What the task asks
List every line below that contains the string "grateful", matching case exactly.

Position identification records
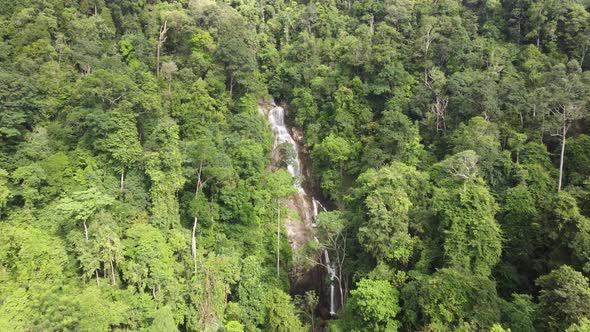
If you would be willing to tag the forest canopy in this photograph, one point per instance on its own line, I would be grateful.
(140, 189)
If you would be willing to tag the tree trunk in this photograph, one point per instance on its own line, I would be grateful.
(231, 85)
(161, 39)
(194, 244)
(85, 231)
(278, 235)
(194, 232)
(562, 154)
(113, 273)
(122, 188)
--
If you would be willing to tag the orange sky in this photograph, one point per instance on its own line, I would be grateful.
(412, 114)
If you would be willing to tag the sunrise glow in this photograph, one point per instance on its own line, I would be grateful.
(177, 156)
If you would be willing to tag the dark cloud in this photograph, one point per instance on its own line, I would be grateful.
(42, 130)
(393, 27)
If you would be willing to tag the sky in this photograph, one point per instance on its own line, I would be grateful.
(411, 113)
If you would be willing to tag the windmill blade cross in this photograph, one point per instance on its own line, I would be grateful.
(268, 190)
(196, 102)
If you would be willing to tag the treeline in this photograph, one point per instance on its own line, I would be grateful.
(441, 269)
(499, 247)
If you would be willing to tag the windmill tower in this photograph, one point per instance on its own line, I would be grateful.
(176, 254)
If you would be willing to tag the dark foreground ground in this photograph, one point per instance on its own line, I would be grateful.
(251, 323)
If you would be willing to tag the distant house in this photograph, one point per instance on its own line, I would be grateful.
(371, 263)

Output of the exercise
If you would be willing to tag the forest canopy in this photograph, one point per instance on its own line, I would be grateful.
If you would be willing to tag the tree trunk in this photograph, one point per instance on its own line, I would be grateful.
If you would be willing to tag the orange sky in this photograph, one point per instance on its own line, I would be grateful.
If you would be willing to tag the sunrise glow in this photograph, one point per instance on its own line, I would be grateful.
If you would be willing to tag the dark cloud in this photograph, one point per instance on its own line, I would be grateful.
If you would be willing to tag the sky in this photograph, one point per instance on its own line, I would be grateful.
If you would be willing to tag the windmill blade cross in this photograph, one point per instance on its own line, I would be grateful.
If you would be willing to tag the treeline in this photograph, one point per instance on its own line, I would be grateful.
If you would be willing to tag the windmill tower in this photograph, one point per instance on its own line, I would be grateful.
If you would be willing to tag the dark foreground ground in this photograph, one point per instance on its own line, I would be grateful.
If you would be willing to tag the distant house in this photograph, one point per instance on its own line, I would be grateful.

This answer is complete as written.